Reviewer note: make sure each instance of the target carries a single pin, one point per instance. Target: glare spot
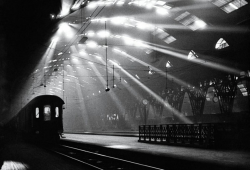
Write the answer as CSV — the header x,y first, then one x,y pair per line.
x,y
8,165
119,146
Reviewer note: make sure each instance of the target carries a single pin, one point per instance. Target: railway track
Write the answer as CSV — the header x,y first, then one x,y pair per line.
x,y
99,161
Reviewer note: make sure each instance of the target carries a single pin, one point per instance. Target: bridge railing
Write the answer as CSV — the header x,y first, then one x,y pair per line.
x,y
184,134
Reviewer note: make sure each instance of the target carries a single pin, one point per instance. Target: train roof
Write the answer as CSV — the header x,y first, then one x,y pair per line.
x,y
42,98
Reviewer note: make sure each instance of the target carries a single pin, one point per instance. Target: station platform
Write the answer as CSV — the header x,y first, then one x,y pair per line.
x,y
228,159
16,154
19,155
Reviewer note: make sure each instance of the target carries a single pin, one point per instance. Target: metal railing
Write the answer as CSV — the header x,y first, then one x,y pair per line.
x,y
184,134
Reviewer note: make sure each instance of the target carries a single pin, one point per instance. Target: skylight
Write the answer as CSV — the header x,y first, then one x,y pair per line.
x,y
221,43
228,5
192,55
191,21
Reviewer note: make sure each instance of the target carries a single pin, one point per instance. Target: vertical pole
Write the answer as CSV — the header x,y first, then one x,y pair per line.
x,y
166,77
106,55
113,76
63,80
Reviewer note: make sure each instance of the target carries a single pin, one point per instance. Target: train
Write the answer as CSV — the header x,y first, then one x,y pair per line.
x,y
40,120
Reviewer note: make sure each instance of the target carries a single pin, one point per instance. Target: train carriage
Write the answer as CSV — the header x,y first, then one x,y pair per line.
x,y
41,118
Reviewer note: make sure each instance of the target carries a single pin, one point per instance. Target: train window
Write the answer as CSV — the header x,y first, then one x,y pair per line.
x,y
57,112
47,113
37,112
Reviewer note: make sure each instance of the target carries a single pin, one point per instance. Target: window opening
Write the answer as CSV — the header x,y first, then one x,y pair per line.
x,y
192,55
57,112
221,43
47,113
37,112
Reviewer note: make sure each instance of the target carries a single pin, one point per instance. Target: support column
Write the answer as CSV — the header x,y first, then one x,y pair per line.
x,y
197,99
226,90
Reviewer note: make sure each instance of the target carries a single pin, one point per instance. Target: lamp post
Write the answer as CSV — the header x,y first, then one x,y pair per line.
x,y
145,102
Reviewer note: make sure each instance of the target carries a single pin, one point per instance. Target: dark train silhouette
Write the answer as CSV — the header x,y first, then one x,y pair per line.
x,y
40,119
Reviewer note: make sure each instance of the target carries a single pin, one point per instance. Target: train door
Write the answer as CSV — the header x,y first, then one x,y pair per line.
··········
What to do: Starting with the line that contains "Target: train carriage", return each line through the last one of the data above, exactly as written and nothing more.

Final answer:
Reviewer note: make sure each instance of the target carries a single pin, one point per instance. Target: train carriage
Write the answer as CSV — the header x,y first, then one x,y pair per line.
x,y
41,118
Reviewer note: make sure each instance of the target carries a single pin, one point per instance. Target: train window
Write the answer as CSV — the header x,y first, then one x,y pair per line.
x,y
57,112
47,113
37,112
Reviewer note: make sure each instance of the target carries a single pin, one point per instance. Target: window opening
Write the answer as CSV — the header x,y first, then one x,y pair per line.
x,y
192,55
57,112
221,43
47,113
37,112
Reviewer note: make sure each instance of the target carries a single pin, one point per instance. Target: support column
Write the answer as CSV — the header x,y first, then one x,y pair per line.
x,y
197,99
226,90
Reviewer note: make sure each instance of the target carries a single pin, one point per instance. Target: lamp post
Write the answer as CSV — the header x,y first, then one x,y pair per line.
x,y
145,102
Reviewer note: make sure each instance of the target carries a single pin, one point per instance. Target: dark train silhouette
Write the answer as CSV — the header x,y first, then one x,y pair per line.
x,y
40,119
Reviewer note: make sure each instance of the target carries a single pin, one point per instance. Target: train door
Write the answer as CSV — the header x,y first, then one x,y pair per line.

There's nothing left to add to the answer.